**Exercise**
Collect every line of the records below that contains the string "board", and copy each such line in full. Matching is case-sensitive.

################

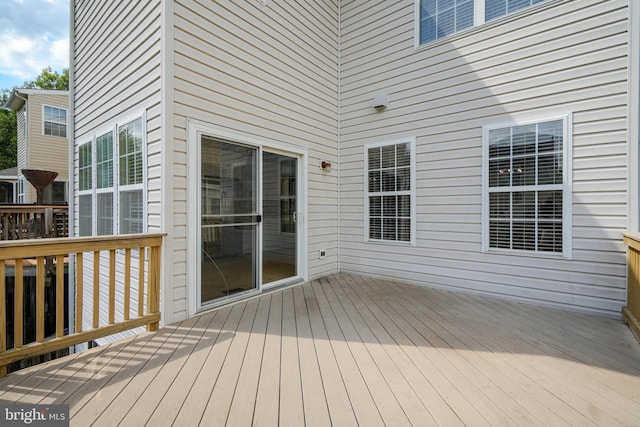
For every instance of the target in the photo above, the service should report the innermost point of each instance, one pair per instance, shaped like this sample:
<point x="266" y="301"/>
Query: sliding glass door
<point x="229" y="219"/>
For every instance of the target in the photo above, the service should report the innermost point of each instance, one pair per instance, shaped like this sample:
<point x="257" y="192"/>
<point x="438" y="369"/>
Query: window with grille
<point x="526" y="189"/>
<point x="440" y="18"/>
<point x="111" y="181"/>
<point x="390" y="193"/>
<point x="55" y="121"/>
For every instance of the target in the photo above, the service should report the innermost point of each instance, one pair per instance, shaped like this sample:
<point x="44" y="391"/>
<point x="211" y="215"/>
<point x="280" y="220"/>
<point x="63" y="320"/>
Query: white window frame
<point x="566" y="188"/>
<point x="66" y="127"/>
<point x="478" y="19"/>
<point x="122" y="188"/>
<point x="22" y="190"/>
<point x="117" y="189"/>
<point x="412" y="192"/>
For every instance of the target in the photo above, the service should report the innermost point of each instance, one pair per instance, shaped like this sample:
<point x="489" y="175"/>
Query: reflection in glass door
<point x="279" y="229"/>
<point x="229" y="219"/>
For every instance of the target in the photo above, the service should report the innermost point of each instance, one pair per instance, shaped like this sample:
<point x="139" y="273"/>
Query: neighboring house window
<point x="55" y="121"/>
<point x="104" y="184"/>
<point x="527" y="194"/>
<point x="85" y="190"/>
<point x="389" y="201"/>
<point x="22" y="196"/>
<point x="116" y="162"/>
<point x="55" y="193"/>
<point x="440" y="18"/>
<point x="288" y="195"/>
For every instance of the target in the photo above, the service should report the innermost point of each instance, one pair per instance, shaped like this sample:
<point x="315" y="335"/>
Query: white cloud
<point x="33" y="36"/>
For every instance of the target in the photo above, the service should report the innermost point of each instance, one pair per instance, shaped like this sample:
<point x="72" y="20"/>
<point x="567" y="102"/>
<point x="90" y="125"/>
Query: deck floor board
<point x="348" y="350"/>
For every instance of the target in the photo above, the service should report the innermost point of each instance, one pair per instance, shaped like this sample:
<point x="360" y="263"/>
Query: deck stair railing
<point x="136" y="254"/>
<point x="19" y="222"/>
<point x="631" y="312"/>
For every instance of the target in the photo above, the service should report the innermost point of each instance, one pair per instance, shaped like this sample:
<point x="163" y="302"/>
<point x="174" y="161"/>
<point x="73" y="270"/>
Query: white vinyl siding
<point x="54" y="121"/>
<point x="557" y="57"/>
<point x="260" y="73"/>
<point x="527" y="199"/>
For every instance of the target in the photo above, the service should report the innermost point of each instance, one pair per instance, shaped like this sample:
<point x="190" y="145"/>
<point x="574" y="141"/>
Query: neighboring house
<point x="43" y="141"/>
<point x="8" y="185"/>
<point x="480" y="146"/>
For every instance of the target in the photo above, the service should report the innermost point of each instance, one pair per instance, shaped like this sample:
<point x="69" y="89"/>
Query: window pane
<point x="374" y="158"/>
<point x="524" y="236"/>
<point x="500" y="205"/>
<point x="104" y="160"/>
<point x="130" y="152"/>
<point x="375" y="206"/>
<point x="389" y="180"/>
<point x="375" y="228"/>
<point x="524" y="204"/>
<point x="84" y="167"/>
<point x="524" y="171"/>
<point x="404" y="179"/>
<point x="500" y="234"/>
<point x="131" y="212"/>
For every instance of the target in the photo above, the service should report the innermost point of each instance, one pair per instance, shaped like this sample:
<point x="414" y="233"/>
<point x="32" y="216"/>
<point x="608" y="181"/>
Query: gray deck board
<point x="348" y="350"/>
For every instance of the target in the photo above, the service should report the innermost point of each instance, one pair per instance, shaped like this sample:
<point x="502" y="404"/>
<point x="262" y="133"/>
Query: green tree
<point x="49" y="79"/>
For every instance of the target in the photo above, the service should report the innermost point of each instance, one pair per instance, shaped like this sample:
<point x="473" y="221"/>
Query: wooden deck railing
<point x="19" y="222"/>
<point x="16" y="256"/>
<point x="631" y="312"/>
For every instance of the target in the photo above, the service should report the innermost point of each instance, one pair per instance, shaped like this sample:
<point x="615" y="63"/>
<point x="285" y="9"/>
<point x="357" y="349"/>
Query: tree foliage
<point x="47" y="79"/>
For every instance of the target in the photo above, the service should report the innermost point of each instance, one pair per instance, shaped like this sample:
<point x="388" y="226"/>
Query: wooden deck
<point x="347" y="350"/>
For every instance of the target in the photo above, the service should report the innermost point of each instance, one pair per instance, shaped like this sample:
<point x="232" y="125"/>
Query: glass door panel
<point x="229" y="219"/>
<point x="279" y="207"/>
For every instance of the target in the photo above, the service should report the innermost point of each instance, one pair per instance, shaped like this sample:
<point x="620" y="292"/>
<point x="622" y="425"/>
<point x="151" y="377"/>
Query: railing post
<point x="631" y="312"/>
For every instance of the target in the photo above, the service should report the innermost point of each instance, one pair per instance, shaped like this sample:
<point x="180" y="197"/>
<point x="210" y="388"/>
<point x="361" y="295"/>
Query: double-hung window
<point x="55" y="121"/>
<point x="85" y="189"/>
<point x="440" y="18"/>
<point x="111" y="181"/>
<point x="527" y="195"/>
<point x="389" y="201"/>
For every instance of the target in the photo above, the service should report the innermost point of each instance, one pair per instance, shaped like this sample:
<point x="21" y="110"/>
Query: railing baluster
<point x="141" y="282"/>
<point x="96" y="289"/>
<point x="3" y="314"/>
<point x="18" y="303"/>
<point x="79" y="290"/>
<point x="59" y="296"/>
<point x="40" y="300"/>
<point x="127" y="283"/>
<point x="112" y="287"/>
<point x="57" y="250"/>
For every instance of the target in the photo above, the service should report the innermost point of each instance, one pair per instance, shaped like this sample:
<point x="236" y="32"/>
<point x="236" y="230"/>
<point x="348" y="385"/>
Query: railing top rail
<point x="11" y="249"/>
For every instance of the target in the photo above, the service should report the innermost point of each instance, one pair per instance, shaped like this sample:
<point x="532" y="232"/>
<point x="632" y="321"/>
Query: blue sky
<point x="34" y="34"/>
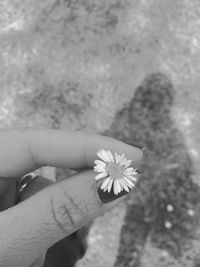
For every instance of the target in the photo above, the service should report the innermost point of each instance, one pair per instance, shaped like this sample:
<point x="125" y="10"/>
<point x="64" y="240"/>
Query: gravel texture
<point x="129" y="69"/>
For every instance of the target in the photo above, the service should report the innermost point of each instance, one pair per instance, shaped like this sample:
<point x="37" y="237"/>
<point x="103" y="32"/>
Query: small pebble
<point x="170" y="208"/>
<point x="168" y="225"/>
<point x="191" y="212"/>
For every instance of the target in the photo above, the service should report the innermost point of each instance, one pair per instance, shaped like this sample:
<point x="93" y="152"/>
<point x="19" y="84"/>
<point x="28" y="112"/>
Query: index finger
<point x="24" y="150"/>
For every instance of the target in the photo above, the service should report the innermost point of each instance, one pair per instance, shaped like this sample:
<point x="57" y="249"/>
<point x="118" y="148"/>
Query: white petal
<point x="129" y="171"/>
<point x="109" y="154"/>
<point x="117" y="158"/>
<point x="132" y="178"/>
<point x="100" y="163"/>
<point x="101" y="175"/>
<point x="110" y="185"/>
<point x="117" y="187"/>
<point x="124" y="185"/>
<point x="127" y="163"/>
<point x="122" y="160"/>
<point x="102" y="154"/>
<point x="99" y="169"/>
<point x="129" y="182"/>
<point x="105" y="183"/>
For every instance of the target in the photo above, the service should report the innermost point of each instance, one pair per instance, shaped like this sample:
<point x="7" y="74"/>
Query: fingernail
<point x="136" y="145"/>
<point x="106" y="197"/>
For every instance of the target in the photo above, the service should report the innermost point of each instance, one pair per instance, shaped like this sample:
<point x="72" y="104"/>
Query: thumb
<point x="48" y="216"/>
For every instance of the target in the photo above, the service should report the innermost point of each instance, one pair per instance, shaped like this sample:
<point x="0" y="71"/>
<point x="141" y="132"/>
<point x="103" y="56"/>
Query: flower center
<point x="113" y="170"/>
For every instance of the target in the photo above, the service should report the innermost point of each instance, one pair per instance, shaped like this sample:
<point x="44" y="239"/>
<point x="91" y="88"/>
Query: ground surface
<point x="129" y="69"/>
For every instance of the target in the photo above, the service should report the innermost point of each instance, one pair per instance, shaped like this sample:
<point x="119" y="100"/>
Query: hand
<point x="32" y="226"/>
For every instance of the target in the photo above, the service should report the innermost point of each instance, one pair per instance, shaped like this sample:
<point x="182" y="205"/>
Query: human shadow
<point x="165" y="205"/>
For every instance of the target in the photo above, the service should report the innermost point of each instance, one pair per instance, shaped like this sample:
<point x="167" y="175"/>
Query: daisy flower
<point x="116" y="172"/>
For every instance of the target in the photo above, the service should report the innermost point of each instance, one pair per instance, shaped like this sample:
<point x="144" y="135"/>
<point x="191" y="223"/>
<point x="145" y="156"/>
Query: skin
<point x="49" y="212"/>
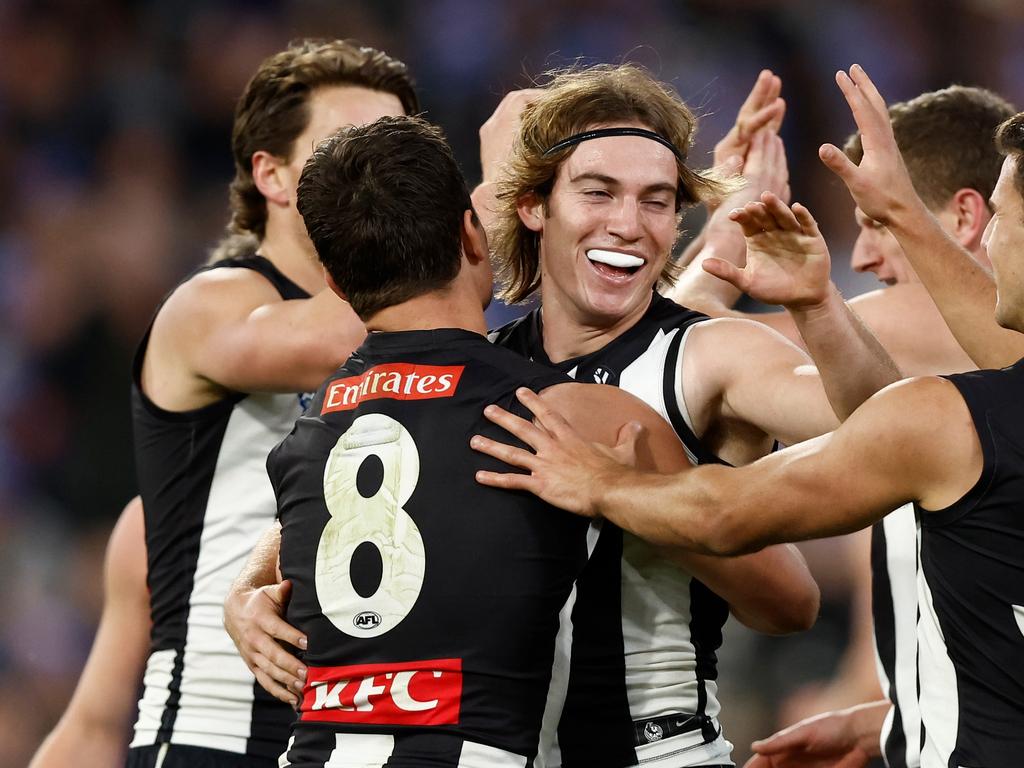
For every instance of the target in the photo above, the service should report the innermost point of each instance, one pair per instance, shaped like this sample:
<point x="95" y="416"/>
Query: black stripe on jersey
<point x="591" y="732"/>
<point x="671" y="396"/>
<point x="178" y="586"/>
<point x="708" y="613"/>
<point x="883" y="611"/>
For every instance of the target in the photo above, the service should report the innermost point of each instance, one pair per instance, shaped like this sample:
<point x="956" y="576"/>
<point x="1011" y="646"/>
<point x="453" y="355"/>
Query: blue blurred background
<point x="115" y="122"/>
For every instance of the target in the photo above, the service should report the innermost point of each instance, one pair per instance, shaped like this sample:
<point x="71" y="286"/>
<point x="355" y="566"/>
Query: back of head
<point x="273" y="111"/>
<point x="384" y="204"/>
<point x="946" y="138"/>
<point x="1010" y="141"/>
<point x="574" y="100"/>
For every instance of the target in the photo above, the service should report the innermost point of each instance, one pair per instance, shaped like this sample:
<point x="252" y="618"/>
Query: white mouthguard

################

**Complete answer**
Query: deck floor board
Query: gray deck board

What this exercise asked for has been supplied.